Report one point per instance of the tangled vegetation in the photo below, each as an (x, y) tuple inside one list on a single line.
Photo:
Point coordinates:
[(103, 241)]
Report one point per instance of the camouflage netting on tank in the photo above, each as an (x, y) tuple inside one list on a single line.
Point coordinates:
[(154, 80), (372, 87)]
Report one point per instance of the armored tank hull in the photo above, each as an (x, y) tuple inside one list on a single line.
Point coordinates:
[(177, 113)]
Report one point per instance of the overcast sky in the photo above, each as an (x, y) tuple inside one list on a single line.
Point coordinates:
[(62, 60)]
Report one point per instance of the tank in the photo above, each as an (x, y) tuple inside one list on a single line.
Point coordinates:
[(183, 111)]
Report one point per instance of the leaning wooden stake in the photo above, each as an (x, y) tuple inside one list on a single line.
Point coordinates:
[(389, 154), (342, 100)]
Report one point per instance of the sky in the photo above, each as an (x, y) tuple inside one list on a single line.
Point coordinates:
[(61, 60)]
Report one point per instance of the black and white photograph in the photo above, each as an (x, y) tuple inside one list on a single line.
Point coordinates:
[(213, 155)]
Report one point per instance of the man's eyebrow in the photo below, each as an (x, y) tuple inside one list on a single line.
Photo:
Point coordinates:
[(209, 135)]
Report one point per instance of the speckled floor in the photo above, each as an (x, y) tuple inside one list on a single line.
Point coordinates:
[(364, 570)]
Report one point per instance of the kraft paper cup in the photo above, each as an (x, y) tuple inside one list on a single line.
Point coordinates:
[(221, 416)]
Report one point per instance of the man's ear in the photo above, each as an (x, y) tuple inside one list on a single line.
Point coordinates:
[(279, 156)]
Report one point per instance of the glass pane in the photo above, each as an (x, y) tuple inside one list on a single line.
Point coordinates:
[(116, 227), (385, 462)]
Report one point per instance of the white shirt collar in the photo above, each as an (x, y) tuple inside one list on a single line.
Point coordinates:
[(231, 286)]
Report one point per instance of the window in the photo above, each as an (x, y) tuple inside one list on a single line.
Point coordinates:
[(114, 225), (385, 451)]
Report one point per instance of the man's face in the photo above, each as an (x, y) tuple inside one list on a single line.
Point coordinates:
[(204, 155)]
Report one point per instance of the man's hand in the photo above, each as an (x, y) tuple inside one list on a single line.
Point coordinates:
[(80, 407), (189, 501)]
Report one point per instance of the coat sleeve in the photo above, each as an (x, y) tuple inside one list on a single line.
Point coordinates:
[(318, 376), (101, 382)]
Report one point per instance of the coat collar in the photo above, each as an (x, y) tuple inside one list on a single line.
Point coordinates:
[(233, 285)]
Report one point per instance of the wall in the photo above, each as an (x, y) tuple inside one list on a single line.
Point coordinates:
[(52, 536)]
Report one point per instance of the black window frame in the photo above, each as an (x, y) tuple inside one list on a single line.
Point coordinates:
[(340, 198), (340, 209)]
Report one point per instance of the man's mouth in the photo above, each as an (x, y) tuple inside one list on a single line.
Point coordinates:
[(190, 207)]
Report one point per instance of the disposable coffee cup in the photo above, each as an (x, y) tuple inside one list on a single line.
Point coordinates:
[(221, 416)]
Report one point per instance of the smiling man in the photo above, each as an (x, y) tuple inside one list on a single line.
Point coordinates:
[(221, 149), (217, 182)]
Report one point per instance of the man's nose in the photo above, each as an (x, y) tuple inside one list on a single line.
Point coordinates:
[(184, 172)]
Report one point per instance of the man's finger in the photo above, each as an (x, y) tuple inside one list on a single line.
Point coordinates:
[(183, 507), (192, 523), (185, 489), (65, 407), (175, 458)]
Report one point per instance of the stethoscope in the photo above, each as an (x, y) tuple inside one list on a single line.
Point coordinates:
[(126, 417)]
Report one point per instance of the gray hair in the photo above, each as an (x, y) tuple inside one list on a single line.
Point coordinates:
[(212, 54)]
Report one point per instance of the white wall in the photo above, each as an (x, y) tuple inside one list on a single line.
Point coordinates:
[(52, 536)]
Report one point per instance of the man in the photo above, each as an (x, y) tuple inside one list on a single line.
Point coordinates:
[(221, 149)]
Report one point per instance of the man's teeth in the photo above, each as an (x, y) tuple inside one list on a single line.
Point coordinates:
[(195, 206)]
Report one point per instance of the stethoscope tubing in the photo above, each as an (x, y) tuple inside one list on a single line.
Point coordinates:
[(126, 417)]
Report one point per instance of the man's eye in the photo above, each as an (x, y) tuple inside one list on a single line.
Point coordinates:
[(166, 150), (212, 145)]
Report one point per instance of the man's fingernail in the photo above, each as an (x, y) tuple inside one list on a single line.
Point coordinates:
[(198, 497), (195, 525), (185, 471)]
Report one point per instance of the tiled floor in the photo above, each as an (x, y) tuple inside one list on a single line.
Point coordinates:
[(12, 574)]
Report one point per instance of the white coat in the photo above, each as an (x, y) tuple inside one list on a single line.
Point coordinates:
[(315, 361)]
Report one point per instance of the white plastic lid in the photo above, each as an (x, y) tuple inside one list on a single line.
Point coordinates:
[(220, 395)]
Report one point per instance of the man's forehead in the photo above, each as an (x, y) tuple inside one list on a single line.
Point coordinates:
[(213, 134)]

==*==

→ ACTIVITY: If a line in the entries holds the string "collar", copy it.

→ SOLUTION BELOW:
Report one point per instance of the white shirt collar in the photo above, each as an (x, y) tuple inside one list on a single line.
Report one point per instance of the coat collar in the photo above, each as an (x, y) tuple inside one list on a single line.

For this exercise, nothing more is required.